(Text zur Analyse)
((

Nebst den strukturellen Vorgaben durch die Programmiersprache werden zur kognitiven Unterstützung bei der Programmierung auch frei wählbare Elemente erlaubt, unter anderem die Benennung von Variablen oder Kommentaren. Diese Elemente eignen sich natürlich für Ansätze der Korpusanalyse. Gerade Kommentare können sehr wertvoll sein. Vor allem bei Quellcode mit mehreren Autor:innen können diese frei beschreibbaren Elemente Hinweise auf Arbeitsorganisation, soziale Prozesse, Schreibstile und weiteres geben.

))

(Datenteil)

((

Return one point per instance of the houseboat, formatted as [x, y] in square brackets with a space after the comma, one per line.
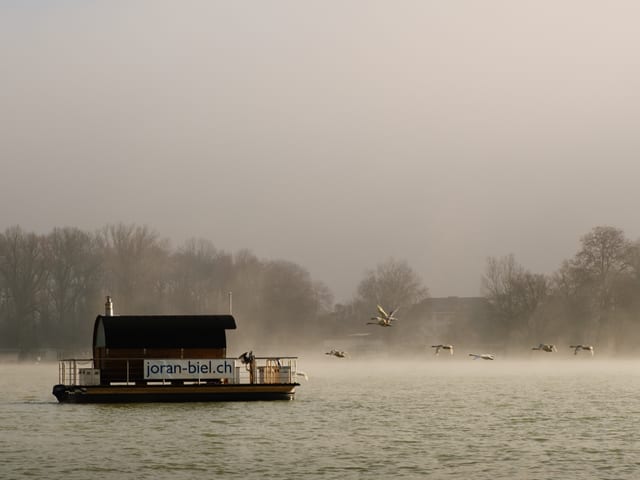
[170, 358]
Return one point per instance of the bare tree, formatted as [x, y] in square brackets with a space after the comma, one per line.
[599, 268]
[201, 277]
[74, 265]
[392, 283]
[23, 271]
[513, 292]
[135, 266]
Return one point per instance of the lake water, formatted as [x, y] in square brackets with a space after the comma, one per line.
[440, 419]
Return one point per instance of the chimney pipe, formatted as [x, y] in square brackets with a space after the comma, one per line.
[108, 307]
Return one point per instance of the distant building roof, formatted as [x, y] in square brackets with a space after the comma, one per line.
[162, 331]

))

(Aufgabe) Worauf können frei beschreibbare Elemente laut dem Text über Quellcode bei mehreren Autor:innen Hinweise geben? Das Material ist eigenständig und steht in keinem Zusammenhang mit dem Text.

(Erwartete Antwort) Sie können Hinweise auf Arbeitsorganisation, soziale Prozesse, Schreibstile und weiteres geben.